EXERCISE REQUIREMENTS: Add 139 to every polygon coordinate in the answers, and write out again only the part that opens with the row containing "If you could outline every instance of the shrub, that" and runs through the last row, both ends included. Keep every request line unchanged.

TASK INPUTS:

•••••

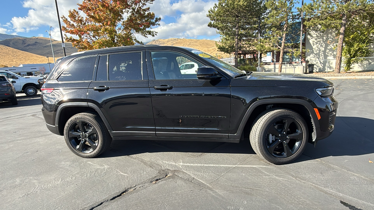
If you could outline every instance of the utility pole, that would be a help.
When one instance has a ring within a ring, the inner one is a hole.
[[[303,6],[304,6],[304,0],[301,0],[301,18],[300,27],[300,61],[299,64],[303,65],[303,18],[304,16],[304,11],[303,10]]]
[[[260,44],[260,39],[261,38],[261,16],[258,16],[258,44]],[[258,68],[261,67],[261,53],[258,50]]]
[[[61,40],[62,41],[62,50],[64,50],[64,56],[66,56],[66,52],[65,51],[65,43],[64,43],[64,36],[62,36],[62,30],[61,28],[61,22],[60,21],[60,15],[58,13],[58,7],[57,6],[57,0],[55,0],[56,2],[56,9],[57,10],[57,18],[58,19],[58,25],[60,27],[60,32],[61,33]]]
[[[53,61],[54,62],[55,64],[56,64],[56,60],[55,59],[55,53],[53,53],[53,46],[52,46],[52,38],[51,37],[51,36],[50,36],[50,29],[51,29],[51,28],[52,28],[52,26],[50,26],[50,27],[49,27],[49,32],[48,32],[48,31],[47,31],[47,30],[46,30],[46,32],[47,32],[48,33],[48,34],[49,35],[49,40],[50,40],[50,48],[52,49],[52,55],[53,56]],[[48,57],[47,56],[47,57]],[[49,59],[48,59],[48,63],[49,62]],[[50,68],[50,67],[49,68]]]

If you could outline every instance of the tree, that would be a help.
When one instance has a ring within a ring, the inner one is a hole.
[[[74,35],[65,39],[73,43],[79,51],[142,44],[136,38],[141,35],[154,36],[150,29],[159,25],[160,18],[150,12],[147,4],[154,0],[83,0],[78,9],[69,11],[68,19],[61,18],[65,33]]]
[[[305,5],[307,17],[310,20],[307,25],[324,31],[332,29],[339,37],[335,73],[340,72],[347,28],[354,27],[354,22],[360,16],[368,16],[374,10],[373,2],[373,0],[312,0],[312,3]]]
[[[279,72],[282,72],[283,55],[285,50],[293,51],[295,33],[295,23],[300,21],[298,13],[295,10],[294,0],[268,0],[265,3],[269,11],[265,19],[267,25],[266,39],[271,46],[280,52]],[[297,56],[297,50],[294,50]]]
[[[342,55],[345,58],[343,63],[346,71],[350,70],[353,64],[365,60],[357,58],[370,57],[374,52],[370,46],[374,43],[374,11],[356,18],[346,28],[343,42]]]
[[[226,53],[234,52],[235,67],[239,51],[256,43],[258,17],[264,10],[263,0],[219,0],[208,11],[208,26],[216,28],[221,35],[217,48]]]

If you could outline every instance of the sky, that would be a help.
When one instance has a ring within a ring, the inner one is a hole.
[[[60,16],[67,16],[69,9],[77,9],[83,0],[58,0]],[[310,1],[306,0],[304,1]],[[55,1],[53,0],[1,1],[0,33],[26,37],[48,37],[46,30],[52,26],[52,38],[61,40]],[[209,39],[218,41],[215,28],[208,27],[208,10],[218,0],[155,0],[150,5],[151,12],[161,18],[160,25],[152,30],[154,37],[139,36],[140,41],[171,38]],[[63,23],[61,22],[61,24]]]

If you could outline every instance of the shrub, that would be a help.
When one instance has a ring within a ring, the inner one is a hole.
[[[243,65],[238,67],[237,68],[245,72],[257,71],[257,69],[256,68],[256,67],[251,65]]]

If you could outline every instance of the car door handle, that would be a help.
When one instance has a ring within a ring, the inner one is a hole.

•••••

THE ANSWER:
If you could outline every instance of the shrub, that would be a help.
When one instance has a ring within a ring, the inner one is a hole.
[[[382,204],[377,206],[376,207],[384,211],[396,210],[396,208],[395,207],[395,206],[390,204]]]

If you could outline every instance of the car door handle, that would be a help.
When one instance has a ring within a ring, the inner one is a hole.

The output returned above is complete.